>> begin DOCUMENT SEGMENT
# Fishing Report Lake Livingston



## crzycajun08 (Mar 10, 2014)

Anyone been fishing lake livingston. Any fish biting?


----------



## shadslinger (Aug 21, 2005)

Fishing has been tough on the south end, mostly the wind has been too strong for fishing.
The days i have been able to go it's been good one day and no bites the next.


You never know unless you go


----------



## crzycajun08 (Mar 10, 2014)

Thanks shad slinger you think next week will be better weather wise?


----------



## KevBow (Mar 18, 2011)

They will bite when the water warms up and I'm in the boat to show you how it's done


----------



## crzycajun08 (Mar 10, 2014)

We better go the dates I said then or I won't be able to till I get back in from offshore


----------



## KevBow (Mar 18, 2011)

Pray for decent weather and its on


----------



## shadslinger (Aug 21, 2005)

Next week not looking much better, need some sun!!!!


You never know unless you go


----------



## tiberiuswade1 (Feb 21, 2015)
>> end DOCUMENT SEGMENT
>> begin DATASET ROWS
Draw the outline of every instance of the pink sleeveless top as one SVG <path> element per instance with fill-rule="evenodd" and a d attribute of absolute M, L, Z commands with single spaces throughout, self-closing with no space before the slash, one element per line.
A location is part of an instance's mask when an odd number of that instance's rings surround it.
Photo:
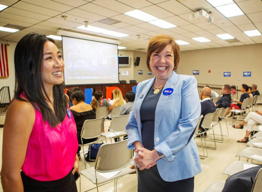
<path fill-rule="evenodd" d="M 25 97 L 22 94 L 20 96 Z M 71 118 L 66 114 L 61 126 L 52 128 L 48 122 L 43 123 L 41 113 L 35 108 L 35 120 L 22 168 L 26 175 L 49 181 L 62 178 L 71 171 L 78 142 L 75 123 L 68 111 Z"/>

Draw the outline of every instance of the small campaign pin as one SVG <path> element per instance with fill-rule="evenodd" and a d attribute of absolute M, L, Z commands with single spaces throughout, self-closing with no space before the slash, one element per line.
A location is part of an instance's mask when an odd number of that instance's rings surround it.
<path fill-rule="evenodd" d="M 174 90 L 172 88 L 167 88 L 163 91 L 163 94 L 164 95 L 169 95 Z"/>
<path fill-rule="evenodd" d="M 67 109 L 67 116 L 70 118 L 71 118 L 71 112 L 70 111 L 70 109 Z"/>

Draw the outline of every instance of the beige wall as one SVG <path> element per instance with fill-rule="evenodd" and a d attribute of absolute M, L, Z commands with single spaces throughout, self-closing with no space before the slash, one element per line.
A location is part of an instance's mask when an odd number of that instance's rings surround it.
<path fill-rule="evenodd" d="M 194 76 L 199 83 L 228 84 L 239 89 L 243 84 L 255 84 L 262 92 L 262 44 L 181 52 L 178 73 L 192 75 L 193 70 L 199 70 Z M 243 71 L 249 71 L 251 77 L 243 76 Z M 231 77 L 224 77 L 224 71 L 231 72 Z"/>

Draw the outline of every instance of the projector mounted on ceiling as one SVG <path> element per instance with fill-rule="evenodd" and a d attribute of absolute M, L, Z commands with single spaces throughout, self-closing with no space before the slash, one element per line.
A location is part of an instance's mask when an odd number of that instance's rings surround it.
<path fill-rule="evenodd" d="M 200 10 L 189 16 L 189 19 L 193 22 L 207 21 L 209 25 L 212 25 L 214 19 L 211 11 L 207 12 L 203 9 Z"/>

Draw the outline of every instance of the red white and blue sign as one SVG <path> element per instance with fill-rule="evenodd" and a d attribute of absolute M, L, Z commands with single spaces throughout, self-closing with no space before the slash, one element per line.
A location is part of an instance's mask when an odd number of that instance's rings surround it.
<path fill-rule="evenodd" d="M 199 70 L 193 70 L 193 75 L 199 75 Z"/>
<path fill-rule="evenodd" d="M 243 72 L 243 76 L 244 77 L 251 77 L 251 71 L 244 71 Z"/>
<path fill-rule="evenodd" d="M 230 77 L 231 76 L 231 72 L 224 72 L 224 77 Z"/>
<path fill-rule="evenodd" d="M 172 88 L 167 88 L 163 91 L 163 94 L 167 96 L 169 95 L 174 91 L 174 90 Z"/>

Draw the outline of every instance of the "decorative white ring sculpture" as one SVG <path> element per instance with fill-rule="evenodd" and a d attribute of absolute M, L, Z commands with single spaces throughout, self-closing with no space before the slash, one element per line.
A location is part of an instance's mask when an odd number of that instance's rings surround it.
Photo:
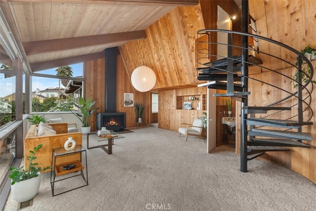
<path fill-rule="evenodd" d="M 72 144 L 72 145 L 70 147 L 69 144 L 70 143 Z M 65 142 L 64 148 L 67 151 L 69 151 L 75 149 L 75 147 L 76 147 L 76 141 L 75 141 L 75 140 L 73 139 L 73 138 L 72 137 L 70 137 L 69 138 L 68 138 L 68 140 L 67 140 L 66 142 Z"/>

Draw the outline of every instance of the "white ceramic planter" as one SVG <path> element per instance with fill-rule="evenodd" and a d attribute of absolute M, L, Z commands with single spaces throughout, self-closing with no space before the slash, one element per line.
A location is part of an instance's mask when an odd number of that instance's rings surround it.
<path fill-rule="evenodd" d="M 82 134 L 87 134 L 91 132 L 91 126 L 88 127 L 81 127 L 81 133 Z"/>
<path fill-rule="evenodd" d="M 40 184 L 40 174 L 37 177 L 16 182 L 11 185 L 12 198 L 18 202 L 26 202 L 37 194 Z"/>

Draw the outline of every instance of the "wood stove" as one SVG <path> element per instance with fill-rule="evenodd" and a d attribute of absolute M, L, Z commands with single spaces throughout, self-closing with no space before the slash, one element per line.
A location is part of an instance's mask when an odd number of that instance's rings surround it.
<path fill-rule="evenodd" d="M 126 113 L 98 113 L 97 114 L 97 129 L 102 127 L 107 129 L 120 130 L 126 127 Z"/>

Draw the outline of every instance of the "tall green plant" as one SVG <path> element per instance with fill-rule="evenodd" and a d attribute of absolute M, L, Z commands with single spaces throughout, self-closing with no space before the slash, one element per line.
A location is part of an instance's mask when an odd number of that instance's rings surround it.
<path fill-rule="evenodd" d="M 82 123 L 83 127 L 88 127 L 90 126 L 89 124 L 89 118 L 91 115 L 98 110 L 99 108 L 93 109 L 96 101 L 92 102 L 92 99 L 91 98 L 88 98 L 86 101 L 84 101 L 82 97 L 79 97 L 79 103 L 77 104 L 75 102 L 73 102 L 74 105 L 79 109 L 81 113 L 74 113 L 73 111 L 71 111 Z"/>
<path fill-rule="evenodd" d="M 206 112 L 203 112 L 202 113 L 203 116 L 201 116 L 200 118 L 202 121 L 202 125 L 203 127 L 206 128 L 207 127 L 207 113 Z"/>
<path fill-rule="evenodd" d="M 43 147 L 43 144 L 39 144 L 37 147 L 34 147 L 34 150 L 30 150 L 31 155 L 27 156 L 27 159 L 30 162 L 29 168 L 27 169 L 24 169 L 24 167 L 16 168 L 12 167 L 9 170 L 11 170 L 11 173 L 9 175 L 9 178 L 12 179 L 11 185 L 14 185 L 16 182 L 26 180 L 34 177 L 37 177 L 39 173 L 41 171 L 41 168 L 38 167 L 39 164 L 33 163 L 33 161 L 36 159 L 35 154 Z M 43 170 L 50 169 L 50 167 L 45 167 Z"/>
<path fill-rule="evenodd" d="M 307 45 L 304 49 L 301 51 L 301 53 L 304 54 L 304 55 L 310 61 L 311 60 L 312 55 L 316 55 L 316 49 L 310 46 L 309 44 Z M 298 65 L 298 56 L 296 57 L 296 63 L 295 64 L 297 66 Z M 308 64 L 304 62 L 303 59 L 301 59 L 301 62 L 302 63 L 302 72 L 301 72 L 301 74 L 302 76 L 302 83 L 306 83 L 308 82 L 309 81 L 309 77 L 312 73 L 312 71 L 311 70 L 311 68 L 310 68 L 310 66 Z M 291 76 L 291 78 L 293 80 L 293 81 L 291 81 L 290 83 L 293 83 L 294 84 L 294 87 L 297 88 L 298 86 L 298 77 L 299 77 L 299 71 L 298 69 L 296 70 L 294 76 Z M 314 84 L 316 84 L 316 81 L 312 81 L 312 83 Z M 303 84 L 304 85 L 304 84 Z"/>
<path fill-rule="evenodd" d="M 144 110 L 145 109 L 145 106 L 143 105 L 142 104 L 135 104 L 135 109 L 136 110 L 136 114 L 137 115 L 137 117 L 139 118 L 142 117 L 143 116 L 143 112 L 144 112 Z"/>

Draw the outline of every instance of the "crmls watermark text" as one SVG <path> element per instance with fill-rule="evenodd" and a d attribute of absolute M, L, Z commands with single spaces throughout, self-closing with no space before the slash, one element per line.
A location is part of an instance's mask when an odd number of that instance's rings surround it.
<path fill-rule="evenodd" d="M 147 210 L 171 210 L 170 204 L 147 204 Z"/>

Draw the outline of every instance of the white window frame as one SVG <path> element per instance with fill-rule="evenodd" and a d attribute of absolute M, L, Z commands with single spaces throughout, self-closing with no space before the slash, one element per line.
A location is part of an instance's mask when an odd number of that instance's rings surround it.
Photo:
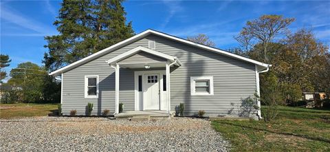
<path fill-rule="evenodd" d="M 151 43 L 151 42 L 153 42 L 153 47 L 151 47 L 150 46 L 150 43 Z M 156 41 L 148 41 L 148 48 L 151 49 L 151 50 L 156 50 Z"/>
<path fill-rule="evenodd" d="M 96 78 L 96 95 L 88 95 L 88 78 Z M 85 76 L 85 98 L 98 98 L 98 75 Z"/>
<path fill-rule="evenodd" d="M 208 80 L 208 93 L 196 92 L 196 80 Z M 190 95 L 191 96 L 213 96 L 213 76 L 190 76 Z"/>

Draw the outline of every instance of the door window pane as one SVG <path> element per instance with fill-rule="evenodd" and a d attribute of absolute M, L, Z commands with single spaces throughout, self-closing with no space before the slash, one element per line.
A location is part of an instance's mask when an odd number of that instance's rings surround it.
<path fill-rule="evenodd" d="M 163 75 L 163 91 L 166 91 L 166 75 Z"/>
<path fill-rule="evenodd" d="M 139 91 L 142 91 L 142 76 L 139 76 Z"/>

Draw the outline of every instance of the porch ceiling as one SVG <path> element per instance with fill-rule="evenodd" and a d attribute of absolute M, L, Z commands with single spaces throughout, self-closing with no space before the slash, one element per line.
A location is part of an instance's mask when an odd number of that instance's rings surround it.
<path fill-rule="evenodd" d="M 157 67 L 164 67 L 165 68 L 166 65 L 166 62 L 159 62 L 159 63 L 118 63 L 120 67 L 123 68 L 129 68 L 129 69 L 144 69 L 146 65 L 150 66 L 150 69 L 157 68 Z"/>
>> end DATASET ROWS
▸ **DIRECTIVE**
Continue the Lake Livingston fishing thread, starting right after its final line.

▸ **TASK RESULT**
Fished just below dam and had very good luck in my yak. Had two rods going and they stayed bent, at some point had ro hold one rod between legs and reeled in the other(no time to put in holder). There was only one gate open, but they bite just as good. Tried to post this using my Samsung tab4, which had the pictures. It kept asking for http//: to my picture location??? So sending from Samsung S5 phone. Man had a great time and left them biting. Didn't want to clean that many. Most fish over 2lbs http://tapatalk.imageshack.com/v2/15/03/01/a347deffaa7f880de5335a5a6e1c2aeb.jpg
[ATTACH]2037490._xfImport[/ATTACH][ATTACH]2037498._xfImport[/ATTACH][ATTACH]2037506._xfImport[/ATTACH][ATTACH]2037522._xfImport[/ATTACH][ATTACH]2037530._xfImport[/ATTACH]


----------



## crzycajun08 (Mar 10, 2014)

Thanks for the pictures I'm heading down there Thursday where do u put in to get to dam?


----------



## crzycajun08 (Mar 10, 2014)

Thanks for the pics where do u put in to get to dam?


----------



## Bowhntr (Aug 7, 2006)

Put in off 1988 under bridge. You have to pay to launch at Browder marina 2 miles down from bridge , then come back.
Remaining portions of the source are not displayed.